### What to work on
Would you print the records as they stand, down to the last character?

________________

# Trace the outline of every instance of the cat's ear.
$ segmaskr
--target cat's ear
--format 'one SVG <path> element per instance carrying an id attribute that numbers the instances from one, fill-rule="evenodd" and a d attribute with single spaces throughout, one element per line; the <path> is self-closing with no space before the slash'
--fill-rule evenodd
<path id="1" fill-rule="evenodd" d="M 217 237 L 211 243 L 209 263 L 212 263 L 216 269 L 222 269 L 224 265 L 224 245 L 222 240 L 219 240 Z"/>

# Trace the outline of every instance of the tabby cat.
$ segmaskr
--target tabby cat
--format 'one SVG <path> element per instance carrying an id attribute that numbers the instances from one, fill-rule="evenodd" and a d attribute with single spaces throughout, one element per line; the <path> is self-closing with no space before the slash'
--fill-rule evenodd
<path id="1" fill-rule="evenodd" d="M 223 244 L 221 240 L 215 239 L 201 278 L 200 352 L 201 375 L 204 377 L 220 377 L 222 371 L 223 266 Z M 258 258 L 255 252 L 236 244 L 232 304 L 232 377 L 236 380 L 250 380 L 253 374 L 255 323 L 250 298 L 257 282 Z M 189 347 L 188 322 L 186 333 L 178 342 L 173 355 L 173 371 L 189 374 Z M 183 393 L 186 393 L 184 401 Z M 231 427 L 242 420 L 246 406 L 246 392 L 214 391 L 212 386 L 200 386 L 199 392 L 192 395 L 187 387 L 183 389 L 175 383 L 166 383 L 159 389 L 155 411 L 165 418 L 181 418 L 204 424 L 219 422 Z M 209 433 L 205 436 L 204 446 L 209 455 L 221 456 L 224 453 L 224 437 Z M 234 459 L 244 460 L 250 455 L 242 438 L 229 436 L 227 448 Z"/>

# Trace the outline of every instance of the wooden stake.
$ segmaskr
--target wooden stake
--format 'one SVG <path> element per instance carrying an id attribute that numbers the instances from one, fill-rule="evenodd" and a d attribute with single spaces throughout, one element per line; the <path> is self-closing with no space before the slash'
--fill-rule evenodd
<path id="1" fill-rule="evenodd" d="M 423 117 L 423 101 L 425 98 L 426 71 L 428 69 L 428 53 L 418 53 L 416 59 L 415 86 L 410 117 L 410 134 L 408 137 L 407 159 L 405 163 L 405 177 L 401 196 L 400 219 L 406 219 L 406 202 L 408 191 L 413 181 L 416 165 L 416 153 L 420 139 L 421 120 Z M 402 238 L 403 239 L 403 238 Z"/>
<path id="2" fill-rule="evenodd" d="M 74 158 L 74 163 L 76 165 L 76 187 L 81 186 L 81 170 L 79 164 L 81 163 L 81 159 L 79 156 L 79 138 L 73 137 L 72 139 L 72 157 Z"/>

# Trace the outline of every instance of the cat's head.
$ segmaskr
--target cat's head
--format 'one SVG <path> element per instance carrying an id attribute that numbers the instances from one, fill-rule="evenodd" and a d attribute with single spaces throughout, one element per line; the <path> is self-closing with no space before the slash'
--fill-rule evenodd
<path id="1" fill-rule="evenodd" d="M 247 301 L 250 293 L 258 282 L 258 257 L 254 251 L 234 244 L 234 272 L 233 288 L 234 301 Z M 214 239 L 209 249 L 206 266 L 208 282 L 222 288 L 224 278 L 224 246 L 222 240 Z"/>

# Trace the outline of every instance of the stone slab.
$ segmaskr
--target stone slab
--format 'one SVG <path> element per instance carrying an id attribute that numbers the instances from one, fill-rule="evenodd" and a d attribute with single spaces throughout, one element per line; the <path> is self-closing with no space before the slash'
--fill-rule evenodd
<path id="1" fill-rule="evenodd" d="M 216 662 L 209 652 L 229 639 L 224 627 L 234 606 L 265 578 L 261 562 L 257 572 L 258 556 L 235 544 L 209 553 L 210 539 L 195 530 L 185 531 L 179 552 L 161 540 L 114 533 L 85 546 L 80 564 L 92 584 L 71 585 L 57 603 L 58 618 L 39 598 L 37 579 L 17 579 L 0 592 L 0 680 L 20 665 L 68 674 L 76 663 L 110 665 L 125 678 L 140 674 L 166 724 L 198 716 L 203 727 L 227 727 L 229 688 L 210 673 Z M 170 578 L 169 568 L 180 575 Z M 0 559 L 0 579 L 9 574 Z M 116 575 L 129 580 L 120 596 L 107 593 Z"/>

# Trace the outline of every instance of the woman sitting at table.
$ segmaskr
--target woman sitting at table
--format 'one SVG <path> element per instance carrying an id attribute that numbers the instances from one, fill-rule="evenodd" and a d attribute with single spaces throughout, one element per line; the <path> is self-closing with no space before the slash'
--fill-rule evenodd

________________

### Written response
# Trace the outline of every instance of the cat's ear.
$ segmaskr
--target cat's ear
--format 'one SVG <path> element per instance carrying an id attribute that numbers the instances from one, fill-rule="evenodd" and a d attribute with single spaces throughout, one element per line; the <path> is self-closing with no space before the slash'
--fill-rule evenodd
<path id="1" fill-rule="evenodd" d="M 217 237 L 211 243 L 209 263 L 212 263 L 216 269 L 222 269 L 224 265 L 224 245 L 222 240 L 219 240 Z"/>

# Trace the outline of every instance of the tabby cat.
$ segmaskr
--target tabby cat
--format 'one SVG <path> element per instance carrying an id attribute that numbers the instances from one, fill-rule="evenodd" and a d attribute with single spaces throughout, one element per line; the <path> is self-closing with no space before the slash'
--fill-rule evenodd
<path id="1" fill-rule="evenodd" d="M 223 244 L 221 240 L 215 239 L 201 278 L 200 352 L 201 375 L 204 377 L 220 377 L 222 371 L 223 266 Z M 258 258 L 255 252 L 236 244 L 232 304 L 232 377 L 236 380 L 250 380 L 253 374 L 255 323 L 250 298 L 257 282 Z M 189 347 L 188 322 L 186 333 L 178 342 L 173 355 L 173 371 L 189 374 Z M 183 393 L 186 393 L 184 401 Z M 231 427 L 242 420 L 246 406 L 246 392 L 214 391 L 212 386 L 200 386 L 199 392 L 192 395 L 187 387 L 183 389 L 175 383 L 166 383 L 159 389 L 155 411 L 165 418 L 181 418 L 204 424 L 219 422 Z M 209 433 L 205 436 L 204 446 L 209 455 L 221 456 L 224 453 L 224 437 Z M 234 459 L 244 460 L 250 455 L 242 438 L 229 436 L 227 448 Z"/>

# Trace the outline of every instance of the wooden stake.
$ segmaskr
--target wooden stake
--format 'one SVG <path> element per instance carrying an id attribute that numbers the instances from one, fill-rule="evenodd" and a d attribute with single spaces throughout, one element per line; the <path> is self-closing with no space before the slash'
--fill-rule evenodd
<path id="1" fill-rule="evenodd" d="M 423 117 L 423 101 L 425 98 L 426 71 L 428 69 L 428 53 L 418 53 L 416 59 L 415 86 L 410 117 L 410 134 L 408 137 L 407 159 L 405 163 L 405 177 L 401 196 L 400 219 L 406 219 L 406 202 L 408 191 L 413 181 L 416 165 L 416 153 L 420 139 L 421 120 Z M 402 238 L 403 239 L 403 238 Z"/>
<path id="2" fill-rule="evenodd" d="M 74 158 L 74 163 L 76 165 L 76 187 L 81 186 L 81 170 L 79 164 L 81 163 L 81 159 L 79 156 L 79 138 L 73 137 L 72 139 L 72 157 Z"/>

# Trace the outline of every instance of the cat's head.
$ segmaskr
--target cat's head
--format 'one SVG <path> element per instance carrying an id attribute that numbers the instances from one, fill-rule="evenodd" and a d attribute with single spaces throughout, one element per line; the <path> is self-closing with no space before the slash'
--fill-rule evenodd
<path id="1" fill-rule="evenodd" d="M 247 301 L 250 293 L 258 282 L 258 257 L 254 251 L 234 244 L 234 272 L 233 288 L 234 301 Z M 214 239 L 209 249 L 206 266 L 208 282 L 222 288 L 224 278 L 224 246 L 222 240 Z"/>

# Trace the outline of every instance of the stone slab.
$ segmaskr
--target stone slab
--format 'one SVG <path> element per instance carrying an id attribute that numbers the instances from one, fill-rule="evenodd" and a d attribute with single spaces throughout, one element per line; the <path> is self-closing with no space before the slash'
--fill-rule evenodd
<path id="1" fill-rule="evenodd" d="M 216 662 L 209 652 L 229 639 L 224 627 L 234 606 L 265 578 L 261 562 L 257 572 L 258 556 L 235 544 L 209 553 L 210 539 L 195 530 L 185 531 L 179 552 L 161 540 L 114 533 L 85 546 L 80 564 L 92 584 L 71 585 L 57 603 L 58 618 L 39 598 L 37 579 L 17 579 L 0 592 L 0 680 L 20 665 L 68 674 L 76 663 L 110 665 L 125 678 L 140 674 L 166 724 L 198 716 L 203 727 L 227 727 L 229 688 L 210 673 Z M 170 578 L 169 568 L 180 575 Z M 0 559 L 0 579 L 9 574 Z M 116 575 L 129 580 L 120 596 L 107 593 Z"/>

# Trace the outline of every instance of the woman sitting at table.
$ segmaskr
--target woman sitting at table
--format 'one SVG <path> element per instance carrying an id attribute that numbers the instances from one, fill-rule="evenodd" and a d attribute with single spaces throughout, one element per line; the <path> is self-closing with no space before the slash'
--fill-rule evenodd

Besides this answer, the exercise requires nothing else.